▶ Check your understanding
(a) In the commentary below on the Soleimani strike, condense the paragraph beginning "In the months leading up to Soleimani's death" into a bulleted list that keeps its main facts.
(b) In the Soleimani commentary, update the section starting at "In December alone, Iranian" and ending at "did not relent.", replacing "to no avail" with "without success".

▶ Text passage
#####
This was a long time coming.

The strike President Donald Trump authorized on Iranian Revolutionary Guards Corps commander Qasem Soleimani neutralized a bad actor with American blood on his hands. According to a Pentagon estimate, roughly one in six U.S. casualties sustained in the effort to subdue the insurgency during the Iraq war was attributable to Iranian actions. Soleimani took an active part in that campaign, establishing training camps and setting up factories to produce the explosive charges that penetrated American armored vehicles.

Soleimani remained outside America’s grip under George W. Bush, and, when the Obama administration began withdrawing U.S. forces from Iraq in 2010, the Shiite militias he controlled proved a critical backstop for an Iraqi president who couldn’t rely solely on the hapless Iraqi Security Forces. When the Obama administration lifted travel restrictions on Soleimani amid its quest to secure a nuclear accord with Iran, one of his first stops was in Moscow, to coordinate Iranian and Russian efforts to crush the U.S.-backed anti-Assad rebellion in Syria.

In the months leading up to Soleimani’s death, Iran had begun prosecuting a region-wide campaign of provocations. In 2019, Iran was responsible for the piracy of foreign-flagged vessels in the critical Strait of Hormuz. It engaged in what the nations Iran targeted called a “sophisticated and coordinated” special forces strike on international oil tankers. Iran downed a multi-million-dollar American surveillance drone, and it executed a sophisticated strike on the world’s largest petroleum processing facility in Saudi Arabia. For all this, Tehran faced no proportionate response from the West.

In December alone, Iranian Shiite proxy forces began targeting joint US-Iraq military facilities in Iraq with increasingly sophisticated missile strikes. There had been ten such strikes by the time Secretary of Defense Mark Esper asked the Iraqi government to help prevent attacks targeting U.S. soldiers on December 16th, though to no avail. A rocket attack by an Iranian-backed militia killed an American contractor and wounded three U.S. troops on December 28. In response, the U.S. carried out retaliatory strikes on the militia’s positions in Iraq and Syria. Tehran did not relent.

In a dramatic escalation, demonstrators loyal to the Iranian-backed Kataib Hezbollah militia laid siege to the U.S. embassy in Baghdad, trapping its diplomats and staffers in guarded safe rooms and directly threatening the American presence in Iraq. The Pentagon intercepted intelligence suggesting further Soleimani-directed attacks on U.S. diplomats were imminent. The president acted preemptively.

To hear Trump’s critics tell it tonight, this was a reckless assault on the existing order in the Middle East, but there is no order in the Middle East—not if Iran has anything to say about it. Today, U.S. troops are in grave jeopardy as Iran will likely seek to target them in response, these same voices say, but the events of the past month made it clear they were already in jeopardy. Indeed, they are positioned to prevent conflict—as a tripwire—precisely because an attack on them is understood by America’s adversaries as something that will always be followed on with a disproportionate response. According to some like Connecticut Sen. Chris Murphy, Trump’s actions are possibly illegal because he failed to notify Congress of his intent to execute a surprise strike on the Quds commander. Sorry. This was not the covert murder of a political official. It was a strike on a terrorist commander—an eventuality the 2001 Authorization of Military Force governing rules of engagement in the age of terror fully anticipated.

Trump’s critics appear to believe that Soleimani’s removal from the battlefields of the Middle East is heedless and risky, but the opposite is more arguably the case. His presence in the region had become untenable.

It has been plain for some time that the effort to deter Iranian aggression in the Middle East had failed, and deterrence doesn’t reestablish itself. An adversary intent on upending the status quo will continue to test its parameters until it encounters an unacceptable level of resistance or risk. Despite what critics are saying tonight, the Trump administration has thus far underreacted to naked Iranian aggression. Iran’s recklessly provocative actions have only grown bolder, and it was inevitable that the U.S. would one day have to respond in kind. Iran can continue to escalate the situation more than it already has, but it will do so with a new understanding that the costs for its behavior are steep. If that amounts to a check on Iranian actions, Iran will be deterred. And the Middle East will be safer for it.
#####
▶ Study material
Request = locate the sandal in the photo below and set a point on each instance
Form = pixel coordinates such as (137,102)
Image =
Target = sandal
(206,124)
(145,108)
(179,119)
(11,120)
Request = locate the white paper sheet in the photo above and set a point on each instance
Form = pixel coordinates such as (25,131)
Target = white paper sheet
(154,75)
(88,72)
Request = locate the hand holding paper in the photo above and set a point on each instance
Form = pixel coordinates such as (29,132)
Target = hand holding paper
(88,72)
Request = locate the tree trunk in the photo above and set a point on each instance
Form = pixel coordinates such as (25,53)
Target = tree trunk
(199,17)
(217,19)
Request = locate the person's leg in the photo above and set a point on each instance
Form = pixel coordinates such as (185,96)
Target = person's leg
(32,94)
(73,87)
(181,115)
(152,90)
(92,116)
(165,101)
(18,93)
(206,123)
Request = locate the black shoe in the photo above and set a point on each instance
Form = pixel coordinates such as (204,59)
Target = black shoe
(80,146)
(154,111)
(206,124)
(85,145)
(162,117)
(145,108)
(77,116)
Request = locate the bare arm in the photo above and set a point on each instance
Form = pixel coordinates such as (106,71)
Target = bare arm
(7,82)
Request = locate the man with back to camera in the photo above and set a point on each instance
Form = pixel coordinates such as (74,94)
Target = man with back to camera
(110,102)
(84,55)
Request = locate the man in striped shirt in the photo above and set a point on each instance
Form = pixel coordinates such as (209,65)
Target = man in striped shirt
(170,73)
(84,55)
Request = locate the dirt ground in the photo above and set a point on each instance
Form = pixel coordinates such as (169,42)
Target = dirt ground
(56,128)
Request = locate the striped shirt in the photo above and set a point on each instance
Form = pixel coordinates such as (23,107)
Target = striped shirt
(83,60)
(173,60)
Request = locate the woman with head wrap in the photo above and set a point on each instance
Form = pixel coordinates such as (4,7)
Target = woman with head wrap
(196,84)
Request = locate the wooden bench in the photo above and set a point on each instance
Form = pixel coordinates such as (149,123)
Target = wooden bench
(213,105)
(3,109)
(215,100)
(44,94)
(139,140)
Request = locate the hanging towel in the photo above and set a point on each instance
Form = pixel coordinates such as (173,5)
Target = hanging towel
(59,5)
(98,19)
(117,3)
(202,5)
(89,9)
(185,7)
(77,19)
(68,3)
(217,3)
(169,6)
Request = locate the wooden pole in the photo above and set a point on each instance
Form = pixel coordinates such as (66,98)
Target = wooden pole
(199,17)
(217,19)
#####
▶ Completed exercise
(a)
- Before Soleimani's death, Iran had begun a region-wide campaign of provocations.
- In 2019, Iran was responsible for seizing foreign-flagged vessels in the Strait of Hormuz.
- It carried out a special forces strike on international oil tankers, which the targeted nations called "sophisticated and coordinated."
- Iran shot down a multi-million-dollar American surveillance drone.
- It struck the world's largest petroleum processing facility, in Saudi Arabia.
- The West gave Tehran no proportionate response for any of this.

(b)
In December alone, Iranian Shiite proxy forces began targeting joint US-Iraq military facilities in Iraq with increasingly sophisticated missile strikes. There had been ten such strikes by the time Secretary of Defense Mark Esper asked the Iraqi government to help prevent attacks targeting U.S. soldiers on December 16th, though without success. A rocket attack by an Iranian-backed militia killed an American contractor and wounded three U.S. troops on December 28. In response, the U.S. carried out retaliatory strikes on the militia’s positions in Iraq and Syria. Tehran did not relent.